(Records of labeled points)
>> Begin
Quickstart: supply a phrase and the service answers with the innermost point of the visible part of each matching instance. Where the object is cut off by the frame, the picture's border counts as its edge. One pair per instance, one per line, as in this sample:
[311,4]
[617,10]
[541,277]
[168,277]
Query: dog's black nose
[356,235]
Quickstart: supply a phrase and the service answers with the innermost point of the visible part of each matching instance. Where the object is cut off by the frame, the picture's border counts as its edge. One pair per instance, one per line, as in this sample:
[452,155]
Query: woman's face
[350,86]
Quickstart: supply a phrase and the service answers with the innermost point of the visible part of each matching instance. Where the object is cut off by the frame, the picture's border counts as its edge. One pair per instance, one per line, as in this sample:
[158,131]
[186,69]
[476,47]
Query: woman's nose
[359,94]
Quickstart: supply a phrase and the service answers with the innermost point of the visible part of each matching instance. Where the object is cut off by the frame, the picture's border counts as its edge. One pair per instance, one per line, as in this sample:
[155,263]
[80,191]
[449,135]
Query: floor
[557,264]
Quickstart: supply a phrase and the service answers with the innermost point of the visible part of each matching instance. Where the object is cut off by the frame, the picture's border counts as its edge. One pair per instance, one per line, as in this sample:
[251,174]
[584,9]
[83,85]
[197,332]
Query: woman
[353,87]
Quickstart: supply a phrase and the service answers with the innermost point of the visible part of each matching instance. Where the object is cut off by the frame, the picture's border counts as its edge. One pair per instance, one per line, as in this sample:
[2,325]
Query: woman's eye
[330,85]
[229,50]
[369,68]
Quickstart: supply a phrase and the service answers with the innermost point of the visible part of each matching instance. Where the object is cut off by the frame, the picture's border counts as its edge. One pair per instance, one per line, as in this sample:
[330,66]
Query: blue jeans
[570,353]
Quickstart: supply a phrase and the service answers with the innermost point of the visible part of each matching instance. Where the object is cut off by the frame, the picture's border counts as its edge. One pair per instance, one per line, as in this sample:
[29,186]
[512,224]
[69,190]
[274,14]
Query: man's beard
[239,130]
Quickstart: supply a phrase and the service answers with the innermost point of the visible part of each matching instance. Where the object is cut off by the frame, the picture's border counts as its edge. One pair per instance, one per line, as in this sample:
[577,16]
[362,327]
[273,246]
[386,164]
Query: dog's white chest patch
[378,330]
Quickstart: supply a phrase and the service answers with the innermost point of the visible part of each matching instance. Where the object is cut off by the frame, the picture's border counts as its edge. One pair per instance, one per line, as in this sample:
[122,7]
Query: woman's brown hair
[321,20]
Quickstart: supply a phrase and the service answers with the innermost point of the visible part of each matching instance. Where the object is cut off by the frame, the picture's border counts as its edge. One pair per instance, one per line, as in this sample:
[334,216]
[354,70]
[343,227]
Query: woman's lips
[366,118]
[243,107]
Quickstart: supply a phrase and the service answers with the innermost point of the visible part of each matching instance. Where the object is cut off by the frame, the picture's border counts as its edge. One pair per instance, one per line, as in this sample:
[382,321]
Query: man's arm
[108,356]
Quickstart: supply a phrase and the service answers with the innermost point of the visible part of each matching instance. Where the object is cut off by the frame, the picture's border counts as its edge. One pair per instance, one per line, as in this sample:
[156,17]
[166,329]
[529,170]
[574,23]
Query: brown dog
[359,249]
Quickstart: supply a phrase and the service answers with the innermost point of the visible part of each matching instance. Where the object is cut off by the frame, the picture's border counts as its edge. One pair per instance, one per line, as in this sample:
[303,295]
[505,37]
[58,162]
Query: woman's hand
>> End
▸ **WHAT IS EXPECTED**
Pull out every line of the rows above that contains the word "nose", and copy each one in full.

▸ **FULL SOLUTION**
Query: dog's black nose
Query: woman's nose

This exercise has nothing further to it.